**TASK REQUIREMENTS:** In the data below, find the line that contains "<point>50,184</point>" and the line that contains "Annotate the camel hump". Copy both, plus every line between them, exactly.

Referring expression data
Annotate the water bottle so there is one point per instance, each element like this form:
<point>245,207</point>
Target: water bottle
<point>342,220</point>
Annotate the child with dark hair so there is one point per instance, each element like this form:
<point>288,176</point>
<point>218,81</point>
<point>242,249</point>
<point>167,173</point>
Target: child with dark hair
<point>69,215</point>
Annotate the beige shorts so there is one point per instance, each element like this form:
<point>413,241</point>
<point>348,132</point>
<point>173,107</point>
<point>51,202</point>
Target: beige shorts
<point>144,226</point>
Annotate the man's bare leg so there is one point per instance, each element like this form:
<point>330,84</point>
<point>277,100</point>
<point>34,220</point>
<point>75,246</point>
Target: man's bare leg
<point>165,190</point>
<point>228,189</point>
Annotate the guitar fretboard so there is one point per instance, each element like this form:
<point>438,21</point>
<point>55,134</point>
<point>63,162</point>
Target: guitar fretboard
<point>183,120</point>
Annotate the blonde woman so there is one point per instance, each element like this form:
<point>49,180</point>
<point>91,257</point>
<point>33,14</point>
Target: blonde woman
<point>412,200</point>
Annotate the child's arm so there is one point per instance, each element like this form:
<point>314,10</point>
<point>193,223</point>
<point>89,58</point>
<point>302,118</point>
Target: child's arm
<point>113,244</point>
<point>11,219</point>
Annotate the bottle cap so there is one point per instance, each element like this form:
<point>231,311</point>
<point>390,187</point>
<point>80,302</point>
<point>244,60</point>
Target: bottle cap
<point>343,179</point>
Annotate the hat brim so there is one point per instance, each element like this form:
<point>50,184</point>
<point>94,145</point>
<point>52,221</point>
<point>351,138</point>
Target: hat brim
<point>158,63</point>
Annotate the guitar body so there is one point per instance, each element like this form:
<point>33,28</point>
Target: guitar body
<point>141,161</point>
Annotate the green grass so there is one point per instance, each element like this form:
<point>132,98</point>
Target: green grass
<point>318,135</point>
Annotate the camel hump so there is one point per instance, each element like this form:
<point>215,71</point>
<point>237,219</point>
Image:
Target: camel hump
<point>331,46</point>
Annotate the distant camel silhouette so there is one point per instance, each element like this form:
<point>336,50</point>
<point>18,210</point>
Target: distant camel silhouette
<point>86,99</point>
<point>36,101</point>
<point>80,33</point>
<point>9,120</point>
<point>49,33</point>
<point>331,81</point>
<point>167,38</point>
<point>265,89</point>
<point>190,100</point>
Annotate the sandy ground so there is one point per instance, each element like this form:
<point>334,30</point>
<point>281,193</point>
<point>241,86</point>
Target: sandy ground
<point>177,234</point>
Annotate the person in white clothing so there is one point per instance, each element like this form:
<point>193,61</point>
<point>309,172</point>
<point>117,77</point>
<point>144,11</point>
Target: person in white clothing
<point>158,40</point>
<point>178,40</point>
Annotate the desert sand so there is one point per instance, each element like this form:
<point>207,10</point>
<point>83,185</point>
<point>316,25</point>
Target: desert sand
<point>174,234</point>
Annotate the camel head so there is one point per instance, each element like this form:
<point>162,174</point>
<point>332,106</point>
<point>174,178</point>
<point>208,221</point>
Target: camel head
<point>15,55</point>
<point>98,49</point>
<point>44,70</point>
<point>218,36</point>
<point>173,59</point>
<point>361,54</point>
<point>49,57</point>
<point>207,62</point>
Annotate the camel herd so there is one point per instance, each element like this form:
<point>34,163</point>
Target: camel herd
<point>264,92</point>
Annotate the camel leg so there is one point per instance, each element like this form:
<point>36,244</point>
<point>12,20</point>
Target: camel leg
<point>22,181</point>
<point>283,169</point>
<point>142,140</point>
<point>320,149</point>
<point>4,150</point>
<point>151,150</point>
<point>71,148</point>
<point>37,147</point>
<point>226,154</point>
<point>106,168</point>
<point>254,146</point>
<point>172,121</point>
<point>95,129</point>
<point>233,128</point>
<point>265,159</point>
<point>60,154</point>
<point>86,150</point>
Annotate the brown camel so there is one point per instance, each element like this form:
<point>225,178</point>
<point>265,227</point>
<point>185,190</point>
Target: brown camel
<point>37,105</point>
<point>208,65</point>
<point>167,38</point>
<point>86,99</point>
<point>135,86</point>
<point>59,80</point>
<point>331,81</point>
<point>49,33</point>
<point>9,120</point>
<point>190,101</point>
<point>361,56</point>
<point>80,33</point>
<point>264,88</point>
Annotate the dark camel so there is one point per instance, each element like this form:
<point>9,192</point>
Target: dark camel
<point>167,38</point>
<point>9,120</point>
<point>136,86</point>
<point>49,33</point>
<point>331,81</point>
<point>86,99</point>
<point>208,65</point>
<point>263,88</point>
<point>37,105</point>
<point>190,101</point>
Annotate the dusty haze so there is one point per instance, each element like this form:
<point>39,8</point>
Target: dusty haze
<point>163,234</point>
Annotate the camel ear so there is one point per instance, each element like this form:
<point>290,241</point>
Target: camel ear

**REPLY TO THE TASK:**
<point>50,184</point>
<point>94,145</point>
<point>52,221</point>
<point>351,138</point>
Target: hat brim
<point>158,63</point>
Annotate the guitar body so there is one point per instance, each element like this form:
<point>33,28</point>
Target: guitar body
<point>141,161</point>
Annotate the green grass so there is one point per instance, each element like this form:
<point>132,98</point>
Target: green grass
<point>318,135</point>
Annotate the camel hump so there is one point per instance, each element like this form:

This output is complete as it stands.